**Exercise details**
Give back the line where "For the evaluation set, tag each instance of the spectator" appears and all the lines after it until the listing ends, unchanged and with nothing else.

########################################

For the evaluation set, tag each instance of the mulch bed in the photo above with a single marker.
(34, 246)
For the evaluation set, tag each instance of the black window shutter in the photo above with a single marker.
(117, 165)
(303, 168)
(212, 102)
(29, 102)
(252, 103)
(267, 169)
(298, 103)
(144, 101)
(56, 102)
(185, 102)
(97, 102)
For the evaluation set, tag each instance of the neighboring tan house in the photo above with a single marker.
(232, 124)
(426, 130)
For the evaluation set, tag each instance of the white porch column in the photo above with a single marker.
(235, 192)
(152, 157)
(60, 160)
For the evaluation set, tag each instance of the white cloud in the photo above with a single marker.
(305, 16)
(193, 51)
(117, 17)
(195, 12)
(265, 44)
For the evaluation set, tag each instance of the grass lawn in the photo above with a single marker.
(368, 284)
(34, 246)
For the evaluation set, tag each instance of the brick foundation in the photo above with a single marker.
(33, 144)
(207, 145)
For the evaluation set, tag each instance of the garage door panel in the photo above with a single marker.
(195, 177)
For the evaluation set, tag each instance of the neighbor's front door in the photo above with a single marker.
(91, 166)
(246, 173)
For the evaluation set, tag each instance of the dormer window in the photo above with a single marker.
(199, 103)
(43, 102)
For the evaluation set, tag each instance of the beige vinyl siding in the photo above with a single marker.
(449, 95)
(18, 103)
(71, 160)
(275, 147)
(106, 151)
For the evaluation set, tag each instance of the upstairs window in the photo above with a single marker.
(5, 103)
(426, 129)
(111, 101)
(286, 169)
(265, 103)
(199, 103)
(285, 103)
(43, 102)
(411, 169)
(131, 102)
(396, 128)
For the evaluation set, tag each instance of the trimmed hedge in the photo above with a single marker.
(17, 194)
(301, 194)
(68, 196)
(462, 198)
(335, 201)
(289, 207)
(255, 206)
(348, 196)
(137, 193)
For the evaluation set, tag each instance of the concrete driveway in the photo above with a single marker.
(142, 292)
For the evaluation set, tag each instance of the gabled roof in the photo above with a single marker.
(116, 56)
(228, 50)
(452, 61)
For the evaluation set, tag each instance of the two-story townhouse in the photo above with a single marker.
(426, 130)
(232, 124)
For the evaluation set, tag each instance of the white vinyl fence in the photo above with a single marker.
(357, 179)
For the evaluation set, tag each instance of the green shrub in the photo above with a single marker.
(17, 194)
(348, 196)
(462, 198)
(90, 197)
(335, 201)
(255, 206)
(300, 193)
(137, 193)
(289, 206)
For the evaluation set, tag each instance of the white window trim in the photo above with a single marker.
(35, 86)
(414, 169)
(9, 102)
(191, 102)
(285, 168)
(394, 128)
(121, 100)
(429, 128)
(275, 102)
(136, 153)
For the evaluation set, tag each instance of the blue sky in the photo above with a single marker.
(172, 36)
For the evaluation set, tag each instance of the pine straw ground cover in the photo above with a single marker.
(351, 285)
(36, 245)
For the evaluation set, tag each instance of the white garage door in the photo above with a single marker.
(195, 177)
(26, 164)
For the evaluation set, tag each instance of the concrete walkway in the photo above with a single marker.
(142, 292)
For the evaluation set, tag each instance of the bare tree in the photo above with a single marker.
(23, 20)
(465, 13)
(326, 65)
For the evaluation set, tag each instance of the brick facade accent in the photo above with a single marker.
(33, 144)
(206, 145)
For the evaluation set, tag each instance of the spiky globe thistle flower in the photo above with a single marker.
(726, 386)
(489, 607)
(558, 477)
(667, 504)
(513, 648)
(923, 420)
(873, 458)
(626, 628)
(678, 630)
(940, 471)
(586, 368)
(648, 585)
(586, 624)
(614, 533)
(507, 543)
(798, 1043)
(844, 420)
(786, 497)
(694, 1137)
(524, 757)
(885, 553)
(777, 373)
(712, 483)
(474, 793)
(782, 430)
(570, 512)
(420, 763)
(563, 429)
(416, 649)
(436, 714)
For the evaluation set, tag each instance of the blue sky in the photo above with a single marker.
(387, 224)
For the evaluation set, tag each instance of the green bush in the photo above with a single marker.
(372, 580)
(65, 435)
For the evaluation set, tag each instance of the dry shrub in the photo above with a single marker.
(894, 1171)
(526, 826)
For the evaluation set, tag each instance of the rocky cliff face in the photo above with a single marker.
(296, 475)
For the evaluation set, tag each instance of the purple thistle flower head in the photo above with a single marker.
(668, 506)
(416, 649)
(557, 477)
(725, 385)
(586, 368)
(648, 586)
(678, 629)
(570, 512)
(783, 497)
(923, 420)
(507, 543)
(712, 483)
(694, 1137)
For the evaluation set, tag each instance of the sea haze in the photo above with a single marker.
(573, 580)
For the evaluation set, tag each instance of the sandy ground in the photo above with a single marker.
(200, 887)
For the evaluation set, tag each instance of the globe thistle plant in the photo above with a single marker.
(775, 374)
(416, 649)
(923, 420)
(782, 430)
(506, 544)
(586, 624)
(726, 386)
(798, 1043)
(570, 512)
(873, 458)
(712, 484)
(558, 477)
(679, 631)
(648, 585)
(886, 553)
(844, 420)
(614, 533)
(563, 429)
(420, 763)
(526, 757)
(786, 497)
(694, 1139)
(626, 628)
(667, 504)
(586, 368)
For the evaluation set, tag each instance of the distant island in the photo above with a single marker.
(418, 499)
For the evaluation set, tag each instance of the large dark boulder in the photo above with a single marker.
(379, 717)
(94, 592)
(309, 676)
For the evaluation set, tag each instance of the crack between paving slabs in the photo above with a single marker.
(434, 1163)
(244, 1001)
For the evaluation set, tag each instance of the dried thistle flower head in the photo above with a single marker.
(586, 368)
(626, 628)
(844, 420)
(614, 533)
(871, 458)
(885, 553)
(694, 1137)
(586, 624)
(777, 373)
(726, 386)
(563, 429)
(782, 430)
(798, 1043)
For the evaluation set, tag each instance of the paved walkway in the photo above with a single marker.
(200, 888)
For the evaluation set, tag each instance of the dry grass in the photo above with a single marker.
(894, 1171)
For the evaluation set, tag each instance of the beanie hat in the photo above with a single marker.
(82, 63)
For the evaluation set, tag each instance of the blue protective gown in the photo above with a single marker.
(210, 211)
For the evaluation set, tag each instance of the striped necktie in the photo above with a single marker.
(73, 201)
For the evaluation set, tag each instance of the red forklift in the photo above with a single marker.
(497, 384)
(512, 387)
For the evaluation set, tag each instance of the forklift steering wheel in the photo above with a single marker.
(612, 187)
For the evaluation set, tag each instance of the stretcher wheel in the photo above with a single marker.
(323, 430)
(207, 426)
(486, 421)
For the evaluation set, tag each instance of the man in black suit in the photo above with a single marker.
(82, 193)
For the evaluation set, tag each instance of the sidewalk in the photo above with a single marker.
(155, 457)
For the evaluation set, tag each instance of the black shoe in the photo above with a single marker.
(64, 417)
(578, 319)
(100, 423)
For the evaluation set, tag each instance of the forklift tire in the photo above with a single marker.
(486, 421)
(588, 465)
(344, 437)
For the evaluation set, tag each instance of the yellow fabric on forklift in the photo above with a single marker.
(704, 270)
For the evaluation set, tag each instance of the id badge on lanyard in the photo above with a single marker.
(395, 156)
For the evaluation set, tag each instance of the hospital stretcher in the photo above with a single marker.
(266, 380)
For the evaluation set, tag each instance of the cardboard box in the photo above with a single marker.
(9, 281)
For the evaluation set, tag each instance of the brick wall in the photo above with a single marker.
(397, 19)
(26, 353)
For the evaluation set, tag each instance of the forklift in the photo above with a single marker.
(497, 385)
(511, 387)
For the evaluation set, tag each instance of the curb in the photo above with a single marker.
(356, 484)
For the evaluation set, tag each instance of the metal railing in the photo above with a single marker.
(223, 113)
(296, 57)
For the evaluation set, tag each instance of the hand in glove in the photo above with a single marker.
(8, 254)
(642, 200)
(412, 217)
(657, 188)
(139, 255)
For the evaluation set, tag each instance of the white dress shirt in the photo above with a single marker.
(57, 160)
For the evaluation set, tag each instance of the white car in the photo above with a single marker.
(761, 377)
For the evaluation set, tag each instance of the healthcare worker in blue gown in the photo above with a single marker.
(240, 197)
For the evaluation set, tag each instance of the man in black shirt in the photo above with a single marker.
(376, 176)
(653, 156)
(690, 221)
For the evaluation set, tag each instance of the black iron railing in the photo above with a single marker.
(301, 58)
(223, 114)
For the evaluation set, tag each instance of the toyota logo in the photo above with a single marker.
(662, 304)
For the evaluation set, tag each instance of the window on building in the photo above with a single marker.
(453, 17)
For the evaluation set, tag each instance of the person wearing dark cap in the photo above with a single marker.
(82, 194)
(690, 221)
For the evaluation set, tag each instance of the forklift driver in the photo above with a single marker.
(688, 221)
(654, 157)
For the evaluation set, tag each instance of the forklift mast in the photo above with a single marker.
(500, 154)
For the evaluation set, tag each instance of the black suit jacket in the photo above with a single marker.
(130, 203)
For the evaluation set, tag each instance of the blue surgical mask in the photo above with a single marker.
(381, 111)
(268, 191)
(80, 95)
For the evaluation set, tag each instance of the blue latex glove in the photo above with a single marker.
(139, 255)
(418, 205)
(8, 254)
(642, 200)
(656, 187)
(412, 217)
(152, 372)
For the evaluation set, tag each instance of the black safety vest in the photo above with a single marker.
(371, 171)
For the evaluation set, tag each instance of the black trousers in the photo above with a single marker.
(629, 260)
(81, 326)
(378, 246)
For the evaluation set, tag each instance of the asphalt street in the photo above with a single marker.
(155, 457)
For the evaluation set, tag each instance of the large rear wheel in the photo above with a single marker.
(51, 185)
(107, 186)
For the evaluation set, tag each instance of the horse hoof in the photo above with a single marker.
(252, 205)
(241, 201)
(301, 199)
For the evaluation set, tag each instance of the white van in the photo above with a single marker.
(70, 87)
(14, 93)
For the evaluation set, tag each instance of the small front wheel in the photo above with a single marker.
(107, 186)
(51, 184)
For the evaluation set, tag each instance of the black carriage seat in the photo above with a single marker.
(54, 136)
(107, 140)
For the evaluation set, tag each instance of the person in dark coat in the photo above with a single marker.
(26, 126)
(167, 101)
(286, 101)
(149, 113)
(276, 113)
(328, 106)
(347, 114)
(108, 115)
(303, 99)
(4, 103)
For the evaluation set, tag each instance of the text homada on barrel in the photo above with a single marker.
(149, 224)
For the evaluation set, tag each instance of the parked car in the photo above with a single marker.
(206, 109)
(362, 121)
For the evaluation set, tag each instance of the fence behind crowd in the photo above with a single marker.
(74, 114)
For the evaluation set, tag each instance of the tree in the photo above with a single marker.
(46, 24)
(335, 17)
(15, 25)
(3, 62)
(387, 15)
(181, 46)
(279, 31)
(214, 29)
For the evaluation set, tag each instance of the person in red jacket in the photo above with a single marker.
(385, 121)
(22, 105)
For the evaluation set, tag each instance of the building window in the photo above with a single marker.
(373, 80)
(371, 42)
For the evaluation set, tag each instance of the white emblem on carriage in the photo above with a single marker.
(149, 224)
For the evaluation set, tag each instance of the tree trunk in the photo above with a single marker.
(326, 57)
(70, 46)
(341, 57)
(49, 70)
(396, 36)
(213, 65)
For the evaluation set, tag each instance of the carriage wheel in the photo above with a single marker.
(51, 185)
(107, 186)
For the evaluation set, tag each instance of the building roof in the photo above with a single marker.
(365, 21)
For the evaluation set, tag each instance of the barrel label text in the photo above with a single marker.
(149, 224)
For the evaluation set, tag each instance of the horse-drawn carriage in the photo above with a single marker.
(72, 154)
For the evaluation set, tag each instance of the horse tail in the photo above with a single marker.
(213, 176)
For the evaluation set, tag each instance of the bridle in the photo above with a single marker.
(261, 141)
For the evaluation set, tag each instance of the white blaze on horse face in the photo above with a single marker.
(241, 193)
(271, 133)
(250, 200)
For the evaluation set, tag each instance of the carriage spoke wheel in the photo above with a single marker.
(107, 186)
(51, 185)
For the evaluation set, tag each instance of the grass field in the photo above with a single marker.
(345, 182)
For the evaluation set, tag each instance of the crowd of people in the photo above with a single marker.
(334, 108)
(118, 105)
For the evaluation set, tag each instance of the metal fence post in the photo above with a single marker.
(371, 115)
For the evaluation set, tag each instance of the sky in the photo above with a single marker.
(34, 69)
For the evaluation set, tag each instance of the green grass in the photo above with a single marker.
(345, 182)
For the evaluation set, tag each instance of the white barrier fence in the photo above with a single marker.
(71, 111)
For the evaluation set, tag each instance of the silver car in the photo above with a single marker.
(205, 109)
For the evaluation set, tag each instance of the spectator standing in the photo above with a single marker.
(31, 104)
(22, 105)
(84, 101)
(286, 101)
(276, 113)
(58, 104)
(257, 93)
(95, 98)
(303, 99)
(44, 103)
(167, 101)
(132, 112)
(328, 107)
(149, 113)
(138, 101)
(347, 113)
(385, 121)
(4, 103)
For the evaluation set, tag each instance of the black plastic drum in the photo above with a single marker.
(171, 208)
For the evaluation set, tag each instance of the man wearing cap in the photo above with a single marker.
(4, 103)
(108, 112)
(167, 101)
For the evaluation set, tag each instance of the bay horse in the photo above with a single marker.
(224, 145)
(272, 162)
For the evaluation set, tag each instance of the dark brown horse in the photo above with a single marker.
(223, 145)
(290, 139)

########################################

**Reply to the task**
For the evaluation set, tag each instance of the spectator standing in the photo above with a single marker.
(31, 104)
(22, 105)
(84, 101)
(286, 101)
(276, 113)
(58, 104)
(257, 93)
(95, 98)
(303, 99)
(44, 103)
(167, 101)
(132, 112)
(328, 107)
(149, 113)
(138, 101)
(347, 113)
(385, 121)
(4, 103)
For the evaluation set, tag each instance of the black plastic drum in the photo above with a single marker.
(171, 208)
For the evaluation set, tag each instance of the man wearing cap in the photo above with a single marker.
(4, 103)
(108, 112)
(167, 101)
For the evaluation set, tag each instance of the bay horse in the photo above with a single marker.
(224, 145)
(272, 162)
For the evaluation set, tag each instance of the dark brown horse in the photo above with a single marker.
(223, 145)
(290, 139)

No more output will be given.